#### Document section ####

SERIES: Brookings East Asia Commentary | Number 59 of 81 « Previous | Next »

Ma Ying-jeou’s Second Term and Taiwan’s International Participation

Three issues are currently at the forefront of thinking about contemporary relations across the Taiwan Strait: international participation for Taiwan; economic engagements enabled by the 2009 Economic Cooperation Framework Agreement (ECFA); and political dialogue leading to a peace accord. While both the mainland and Taiwan agree to continue working on ECFA and thereby enhancing levels of economic cooperation, they do have different views on the other two issues. From the mainland perspective, the most urgent task is not to push Taiwan for political dialogue, rather, it has to face up the continued requests made by Taiwan on its international participation. Beijing is fully aware that this is a highly sensitive and disputed issue and that any “dodging” or mishandling by the mainland might hurt the people of Taiwan and drive Taiwan away from unification.

International participation for Taiwan is an open, ongoing process which involves many issue areas, ranging from Taiwan maintaining diplomatic relations with its formal partners to participation in United Nations activities to Taiwan’s joining global and regional economic organizations and signing bilateral free trade and economic agreements with other countries.[1] To simplify, there are five dimensions to Taiwan’s international participation: (1) cooperation with those countries having formal diplomatic relations with Taiwan; (2) cooperation with countries that do not have formal diplomatic relations with; (3) bidding for UN membership and participation in UN-affiliated organizations or activities; (4) participation in intergovernmental organizations (IGOs); and (5) participation of non-governmental organizations (NGOs).

####

■ Problems to solve:
[a] Answer these from the commentary on Taiwan's international participation:
(i) In what year was the Economic Cooperation Framework Agreement concluded?
(ii) Into how many dimensions does the commentary divide Taiwan's international participation?
(iii) From the mainland perspective, what is the most urgent task?
[b] Reproduce part of the commentary on Taiwan's international participation word for word. Begin at the words that have "Three issues are" and stop after "away from unification.".
[c] Supply the next part of the commentary on Taiwan's international participation, starting after its last sentence.

#### Listed records ####

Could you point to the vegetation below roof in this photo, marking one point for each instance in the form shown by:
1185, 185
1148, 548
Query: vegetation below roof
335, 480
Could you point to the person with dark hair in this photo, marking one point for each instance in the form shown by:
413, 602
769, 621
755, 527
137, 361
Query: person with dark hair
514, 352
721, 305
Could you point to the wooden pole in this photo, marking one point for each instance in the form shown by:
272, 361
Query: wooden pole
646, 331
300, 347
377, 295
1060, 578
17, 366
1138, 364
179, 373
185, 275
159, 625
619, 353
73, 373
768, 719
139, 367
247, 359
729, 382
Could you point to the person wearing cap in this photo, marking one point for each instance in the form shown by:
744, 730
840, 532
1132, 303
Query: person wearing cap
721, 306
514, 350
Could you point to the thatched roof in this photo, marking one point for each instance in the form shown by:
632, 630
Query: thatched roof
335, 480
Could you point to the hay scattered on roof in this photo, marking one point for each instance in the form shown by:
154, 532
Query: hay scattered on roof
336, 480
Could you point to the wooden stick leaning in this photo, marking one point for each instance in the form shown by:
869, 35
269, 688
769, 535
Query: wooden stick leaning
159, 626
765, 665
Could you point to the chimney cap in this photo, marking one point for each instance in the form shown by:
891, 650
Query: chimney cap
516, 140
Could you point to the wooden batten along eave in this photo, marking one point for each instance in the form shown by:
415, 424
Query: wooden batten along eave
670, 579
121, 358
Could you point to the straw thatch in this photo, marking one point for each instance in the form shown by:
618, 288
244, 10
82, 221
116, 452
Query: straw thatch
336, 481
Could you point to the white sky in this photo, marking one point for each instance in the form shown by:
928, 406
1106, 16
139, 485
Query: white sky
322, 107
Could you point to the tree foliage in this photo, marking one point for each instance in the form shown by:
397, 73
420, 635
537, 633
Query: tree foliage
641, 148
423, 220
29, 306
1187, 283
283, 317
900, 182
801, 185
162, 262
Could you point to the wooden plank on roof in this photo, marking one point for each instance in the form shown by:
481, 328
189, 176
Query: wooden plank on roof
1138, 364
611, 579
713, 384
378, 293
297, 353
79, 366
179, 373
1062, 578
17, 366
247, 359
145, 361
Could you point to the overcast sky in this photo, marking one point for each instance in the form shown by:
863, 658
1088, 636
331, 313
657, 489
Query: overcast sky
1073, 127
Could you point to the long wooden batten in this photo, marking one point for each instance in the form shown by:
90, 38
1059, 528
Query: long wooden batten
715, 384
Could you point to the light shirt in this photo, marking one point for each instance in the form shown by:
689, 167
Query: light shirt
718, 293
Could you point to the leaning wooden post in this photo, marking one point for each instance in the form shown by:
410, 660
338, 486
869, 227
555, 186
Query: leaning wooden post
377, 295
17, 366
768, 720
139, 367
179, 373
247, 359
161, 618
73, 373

####

■ Solved tasks:
[a]
(i) 2009
(ii) Five
(iii) Facing up to Taiwan's continued requests on its international participation

[b]
Three issues are currently at the forefront of thinking about contemporary relations across the Taiwan Strait: international participation for Taiwan; economic engagements enabled by the 2009 Economic Cooperation Framework Agreement (ECFA); and political dialogue leading to a peace accord. While both the mainland and Taiwan agree to continue working on ECFA and thereby enhancing levels of economic cooperation, they do have different views on the other two issues. From the mainland perspective, the most urgent task is not to push Taiwan for political dialogue, rather, it has to face up the continued requests made by Taiwan on its international participation. Beijing is fully aware that this is a highly sensitive and disputed issue and that any “dodging” or mishandling by the mainland might hurt the people of Taiwan and drive Taiwan away from unification.

[c]
At the end of March 2012, following Ma Ying-jeou’s election victory for a second term, Taiwan maintained formal diplomatic relations with 23 countries; had memberships in 32 IGOs (the most well known include the WTO, APEC and ADB); and another 22 quasi-memberships.[2] It is also estimated that about 2185 NGOs in Taiwan have kept up regular participation in international NGOs’ events and other international conferences and activities in social, economic, cultural areas.[3]

In Ma’s first term, Taiwan announced a “diplomatic truce” policy in which he decided to stop competition with the mainland for formal diplomatic partners, and he intentionally gave up bidding for formal UN membership. But still, as cross-strait relations continue to improve, Taiwan would reasonably hope to achieve some “breakthrough” in each of the other four dimensions of its international participation, including developing informal relations with other states; obtaining some form of participation in UN-affiliated agencies; participating in more inter-governmental organizations; and expanding and consolidating its substantial participation in non-governmental organizations.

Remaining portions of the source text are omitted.